CHALLENGE 1:
Reproduce the part of the feglm_control source file starting at "Documented in feglm_control" and ending at "counts are invalid.".
CHALLENGE 2:
Answer these questions about the feglm_control source file:
(a) Which data type does the file give for `trace`?
(b) Which argument controls dropping perfectly separated observations?
(c) What happens to missing observations?
CHALLENGE 3:
Pick up the feglm_control source file where it stops and continue it.

R/feglm_control.R
In capybara: Fast and Memory Efficient Fitting of Linear Models with High-Dimensional Fixed Effects

Documented in feglm_control

#' srr_stats
#' @srrstats {G1.0} Implements controls for efficient and numerically stable fitting of generalized linear models with fixed effects.
#' @srrstats {G2.0} Validates numeric input parameters to ensure they meet constraints (e.g., positive tolerance levels).
#' @srrstats {G2.0a} The main function explains that the tolerance must be unidimensional or the function gives an error.
#' @srrstats {G2.1a} Ensures the proper data types for arguments (e.g., logical for `trace`, integer for `iter_max`).
#' @srrstats {G2.3a} Uses argument validation to ensure appropriate ranges for critical parameters (e.g., `iter_max` and `limit` >= 1).
#' @srrstats {G2.14a} Provides informative error messages when tolerance levels or iteration counts are invalid.
#' @srrstats {G2.14b} Provides clear error messages when the data structure is incompatible with the model requirements.
#' @srrstats {G5.2a} Produces unique and descriptive error messages for all validation checks.
#' @srrstats {RE3.0} If the deviance difference between 2 iterations is not less than tolerance after the max number of iterations, it prints a convergence warning.
#' @srrstats {RE5.0} Supports control over algorithmic complexity, such as dropping perfectly separated observations (`drop_pc`) and optional matrix storage (`keep_mx`).
#' @srrstats {G5.4a} Includes robust edge case handling, such as enforcing positive tolerance and iteration counts.
#' @noRd
NULL

#' NA_standards
#' @srrstatsNA {G2.14} Missing observations are dropped, otherwise providing imputation methods would bias the estimation (i.e., replacing all missing values with the median).

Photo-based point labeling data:
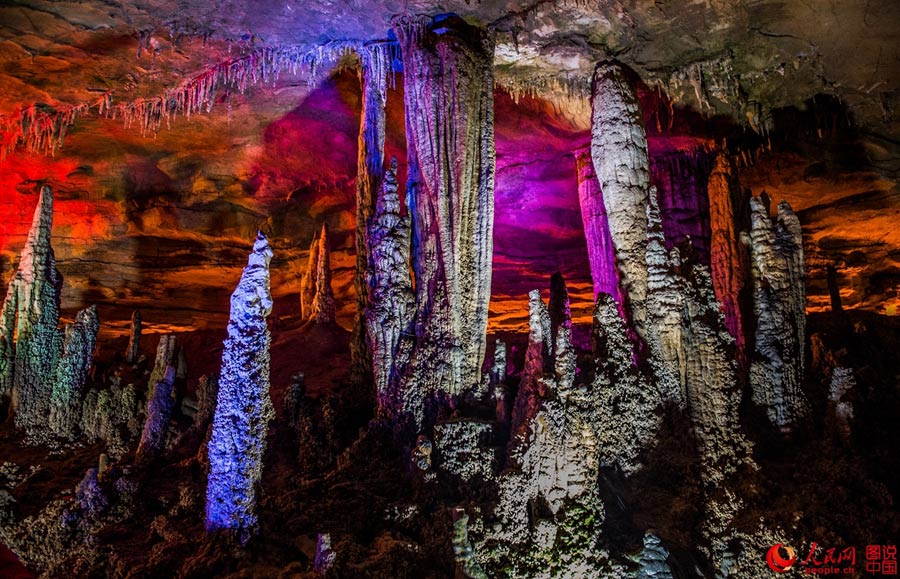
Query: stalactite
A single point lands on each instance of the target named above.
(448, 90)
(72, 372)
(391, 299)
(323, 302)
(779, 306)
(134, 339)
(601, 253)
(729, 260)
(693, 352)
(376, 62)
(42, 129)
(308, 282)
(30, 344)
(243, 408)
(622, 164)
(834, 291)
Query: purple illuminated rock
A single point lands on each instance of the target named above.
(375, 65)
(243, 408)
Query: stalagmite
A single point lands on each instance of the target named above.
(448, 91)
(243, 408)
(596, 228)
(391, 299)
(134, 340)
(691, 347)
(375, 63)
(548, 516)
(159, 411)
(779, 305)
(834, 291)
(308, 282)
(622, 164)
(29, 340)
(323, 302)
(729, 260)
(72, 372)
(166, 355)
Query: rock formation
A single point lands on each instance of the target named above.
(134, 339)
(779, 306)
(29, 339)
(166, 356)
(243, 408)
(72, 372)
(682, 178)
(391, 299)
(448, 91)
(690, 339)
(548, 515)
(840, 393)
(323, 301)
(308, 282)
(601, 253)
(622, 164)
(159, 411)
(729, 260)
(375, 63)
(629, 406)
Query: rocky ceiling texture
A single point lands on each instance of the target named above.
(188, 125)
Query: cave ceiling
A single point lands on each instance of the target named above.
(168, 212)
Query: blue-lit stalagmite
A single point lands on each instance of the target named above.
(243, 408)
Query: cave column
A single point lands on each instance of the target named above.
(375, 62)
(596, 228)
(622, 164)
(448, 85)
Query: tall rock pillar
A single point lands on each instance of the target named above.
(243, 407)
(601, 251)
(375, 63)
(30, 342)
(622, 163)
(449, 92)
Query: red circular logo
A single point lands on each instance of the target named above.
(778, 563)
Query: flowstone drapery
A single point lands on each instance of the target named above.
(448, 91)
(243, 407)
(779, 305)
(375, 62)
(29, 340)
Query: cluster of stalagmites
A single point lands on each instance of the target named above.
(669, 337)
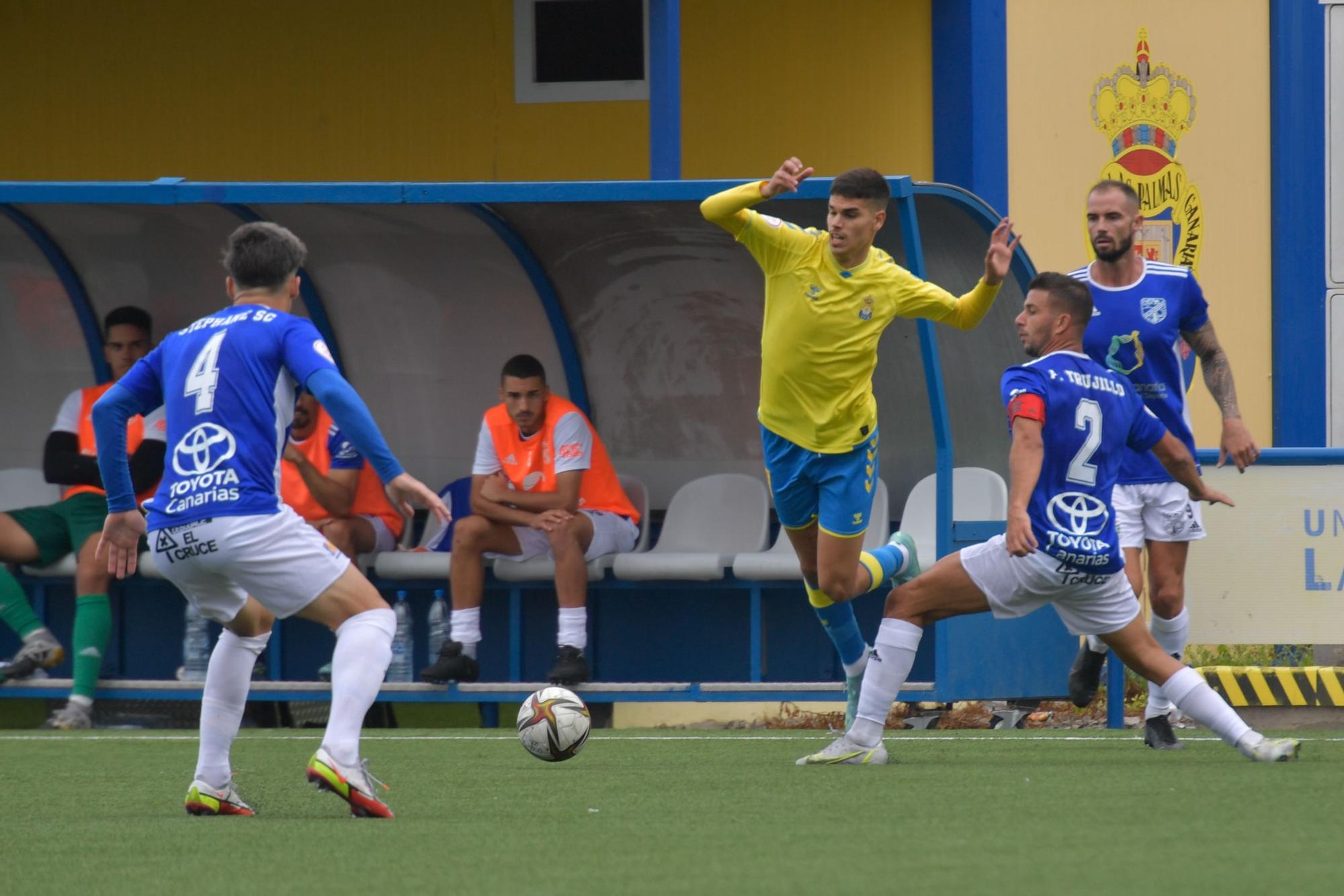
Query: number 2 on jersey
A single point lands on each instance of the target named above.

OUTPUT 1:
Documented in feglm_control

#' srr_stats
#' @srrstats {G1.0} Implements controls for efficient and numerically stable fitting of generalized linear models with fixed effects.
#' @srrstats {G2.0} Validates numeric input parameters to ensure they meet constraints (e.g., positive tolerance levels).
#' @srrstats {G2.0a} The main function explains that the tolerance must be unidimensional or the function gives an error.
#' @srrstats {G2.1a} Ensures the proper data types for arguments (e.g., logical for `trace`, integer for `iter_max`).
#' @srrstats {G2.3a} Uses argument validation to ensure appropriate ranges for critical parameters (e.g., `iter_max` and `limit` >= 1).
#' @srrstats {G2.14a} Provides informative error messages when tolerance levels or iteration counts are invalid.

OUTPUT 2:
(a) Logical.
(b) `drop_pc`.
(c) They are dropped.

OUTPUT 3:
#' @noRd
NULL

#' @title Set \code{feglm} Control Parameters
#'
#' @description Set and change parameters used for fitting \code{\link{feglm}}.
#'  Termination conditions are similar to \code{\link[stats]{glm}}.
#'
#' @param dev_tol tolerance level for the first stopping condition of the
#'  maximization routine. The stopping condition is based on the relative change
#'  of the deviance in iteration \eqn{r} and can be expressed as follows:
#'  \eqn{|dev_{r} - dev_{r - 1}| / (0.1 + |dev_{r}|) < tol}{|dev - devold| /
#'  (0.1 + |dev|) < tol}. The default is \code{1.0e-08}.
#' @param center_tol tolerance level for the stopping condition of the centering
#'  algorithm. The stopping condition is based on the relative change of the
#'  centered variable similar to the \code{'lfe'} package. The default is
#'  \code{1.0e-08}.
#' @param iter_max unsigned integer indicating the maximum number of iterations
#'  in the maximization routine. The default is \code{25L}.
#' @param iter_center_max unsigned integer indicating the maximum number of
#'  iterations in the centering algorithm. The default is \code{10000L}.
#' @param iter_inner_max unsigned integer indicating the maximum number of
#'  iterations in the inner loop of the centering algorithm. The default is
#'  \code{50L}.
#' @param iter_interrupt unsigned integer indicating the maximum number of
#' iterations before the algorithm is interrupted. The default is \code{1000L}.
#' @param iter_ssr unsigned integer indicating the number of iterations
#' to skip before checking if the sum of squared residuals improves. The default
#' is \code{10L}.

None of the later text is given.